→ **Extrait présenté**:
┄┄┄┄┄┄┄┄┄┄┄┄┄┄┄┄┄┄┄┄
L’année suivante, 1692, marquée par le succès trop chanté de Namur, l’ode ridicule de Boileau, par la bataille de Steinkerque, brillante et sans effet, n’en fut pas moins très sombre. La soumission du roi au pape, le grand désastre de La Hogue, la détresse publique, devaient changer Versailles, et ne pouvaient manquer d’influer sur Saint-Cyr. Les contre-coups des grands événemens viennent tous aboutir à la chambre de Mme de Maintenon. De cette chambre secrète et muette transpire pourtant l’effet moral de tout cela, les aigreurs, les tristesses ; on les entrevoit dans ses lettres, et on les voit en plein dans ses exécutions sur la maison d’épreuve où elle manifestait son âme. De 1690 à 1693, pendant ces trois années de guerres, de sièges et de batailles, sa guerre qu’elle poursuit, c’est la réduction de Saint-Cyr et de la Maisonfort à la vie religieuse.
┄┄┄┄┄┄┄┄┄┄┄┄┄┄┄┄┄┄┄┄
→ **Données enregistrées**:
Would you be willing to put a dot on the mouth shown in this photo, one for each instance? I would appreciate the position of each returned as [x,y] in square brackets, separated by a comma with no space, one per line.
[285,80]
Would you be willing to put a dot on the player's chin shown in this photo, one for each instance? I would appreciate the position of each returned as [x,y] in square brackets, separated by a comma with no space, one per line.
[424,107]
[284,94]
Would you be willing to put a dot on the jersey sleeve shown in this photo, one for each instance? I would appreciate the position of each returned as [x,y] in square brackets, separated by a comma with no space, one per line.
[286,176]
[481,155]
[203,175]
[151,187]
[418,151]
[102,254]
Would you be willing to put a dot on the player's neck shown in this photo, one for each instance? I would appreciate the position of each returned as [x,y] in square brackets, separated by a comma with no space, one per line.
┄┄┄┄┄┄┄┄┄┄┄┄┄┄┄┄┄┄┄┄
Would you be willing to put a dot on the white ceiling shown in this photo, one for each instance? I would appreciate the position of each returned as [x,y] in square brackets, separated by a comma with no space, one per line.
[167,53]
┄┄┄┄┄┄┄┄┄┄┄┄┄┄┄┄┄┄┄┄
→ **Énoncé**: Pouvez-vous recopier mot pour mot le passage de l'extrait qui commence par « L’année suivante, 1692, marquée » et se poursuit jusqu'à « la vie religieuse. » ? Les items n'interviennent en rien dans ce travail.

→ **Corrigé**:
L’année suivante, 1692, marquée par le succès trop chanté de Namur, l’ode ridicule de Boileau, par la bataille de Steinkerque, brillante et sans effet, n’en fut pas moins très sombre. La soumission du roi au pape, le grand désastre de La Hogue, la détresse publique, devaient changer Versailles, et ne pouvaient manquer d’influer sur Saint-Cyr. Les contre-coups des grands événemens viennent tous aboutir à la chambre de Mme de Maintenon. De cette chambre secrète et muette transpire pourtant l’effet moral de tout cela, les aigreurs, les tristesses ; on les entrevoit dans ses lettres, et on les voit en plein dans ses exécutions sur la maison d’épreuve où elle manifestait son âme. De 1690 à 1693, pendant ces trois années de guerres, de sièges et de batailles, sa guerre qu’elle poursuit, c’est la réduction de Saint-Cyr et de la Maisonfort à la vie religieuse.